:: TEXTAUSZUG

Russlands Oligarchen: Sie zahlen Putins Krieg – und verdienen daran
Die Zivilgesellschaft wurde zum Schweigen gebracht, in den Medien schreit einem pausenlos Kreml-Propaganda entgegen. Eineinhalb Jahre nach Kriegsbeginn sind die Stimmen, die sich in Russland gegen Putins Krieg stemmen, mehr als rar.
Kurz nach der Invasion war das anders: Da hörte man, wenn auch leise, von einigen einflussreichen Oligarchen kritische Töne. Wie viel davon Fassade war, bleibt offen. Denn wie eine Recherche des unabhängigen russischen Investigativmediums Projekt jetzt zeigt, unterstützen mindestens 80 der 200 laut Forbes reichsten Russen Putins Kriegsmaschinerie tatkräftig, auch wenn sie sich öffentlich – meist zaghaft – davon distanzieren. Einige konnten ihr Vermögen trotz Sanktionen und Wirtschaftsflaute sogar vergrößern – und wurden dafür oft auch noch vom Kremlchef persönlich mit Orden dekoriert.
Arkadij Rotenberg (71)
- Vermögen: 2,9 Mrd. Dollar
- Platz 52 im aktuellsten russischen Forbes-Ranking (2021)
- im Bauwesen reich geworden
Rotenberg ist seit Jahren mit Putin befreundet, die beiden teilen eine Leidenschaft für Judo. Der gebürtige Petersburger soll einen Großteil seines Vermögens, das er hauptsächlich in der Baubranche erwirtschaftete, seinem guten Verhältnis zum Kremlchef verdanken. Sein Imperium - auch sein Bruder Boris zählt zu Russlands reichsten Männern - kontrolliert etwa den internationalen Flughafen Scheremetjewo in Moskau. Rotenberg ist bereits seit 2014 vom Westen mit Sanktionen belegt, weil er an staatlichen Aufträgen im Zusammenhang mit der Krim-Annexion verdiente - er baute etwa die Kertsch-Brücke, die die Halbinsel mit dem Festland verbindet.
Sein Imperium umfasst zumindest zwei Patronenfabriken, die er von seinem Sohn Igor kontrollieren lässt. Sie sollen Munition liefern, die laut Recherchen von Projekt beim Mord an Zivilisten in Butscha verwendet worden sein soll. Rotenberg erhielt schon mehrere Orden von Putin, den letzten vergangenen Oktober - für seine Verdienste um das Vaterland.
Oleg Deripaska (55)
- Vermögen: 3,8 Mrd. Dollar
- Platz 37 im aktuellsten russischen Forbes-Ranking (2021)

::::

• **AUFGABE 1**: Wie viele der laut Forbes 200 reichsten Russen unterstützen nach der Recherche von Projekt Putins Kriegsmaschinerie?
Der Textauszug und die Einträge sind voneinander unabhängiges Material.

:: ENTNOMMENES MATERIAL

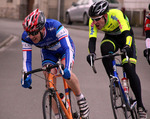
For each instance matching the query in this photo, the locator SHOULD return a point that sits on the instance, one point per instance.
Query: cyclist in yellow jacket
(118, 35)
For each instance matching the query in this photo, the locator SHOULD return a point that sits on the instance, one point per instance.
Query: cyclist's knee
(107, 46)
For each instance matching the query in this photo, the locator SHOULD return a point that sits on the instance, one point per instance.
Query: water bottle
(63, 100)
(125, 85)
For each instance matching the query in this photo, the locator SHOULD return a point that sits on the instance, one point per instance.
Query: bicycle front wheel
(51, 106)
(118, 107)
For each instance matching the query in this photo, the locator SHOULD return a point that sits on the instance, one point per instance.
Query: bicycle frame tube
(51, 85)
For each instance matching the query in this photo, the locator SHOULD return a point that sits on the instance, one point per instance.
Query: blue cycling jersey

::::

• **AUFGABE 2**: Benenne in allen Einträgen "photo" in "image" um und gib die Einträge sonst unverändert wieder. Lass die Bilder in der Antwort weg.

• **LÖSUNG 1**: Mindestens 80 der 200 reichsten Russen unterstützen sie.

• **LÖSUNG 2**:
For each instance matching the query in this image, the locator SHOULD return a point that sits on the instance, one point per instance.
Query: cyclist in yellow jacket
(118, 35)
For each instance matching the query in this image, the locator SHOULD return a point that sits on the instance, one point per instance.
Query: cyclist's knee
(107, 46)
For each instance matching the query in this image, the locator SHOULD return a point that sits on the instance, one point per instance.
Query: water bottle
(63, 100)
(125, 85)
For each instance matching the query in this image, the locator SHOULD return a point that sits on the instance, one point per instance.
Query: bicycle front wheel
(51, 106)
(118, 107)
For each instance matching the query in this image, the locator SHOULD return a point that sits on the instance, one point per instance.
Query: bicycle frame tube
(51, 85)
For each instance matching the query in this image, the locator SHOULD return a point that sits on the instance, one point per instance.
Query: blue cycling jersey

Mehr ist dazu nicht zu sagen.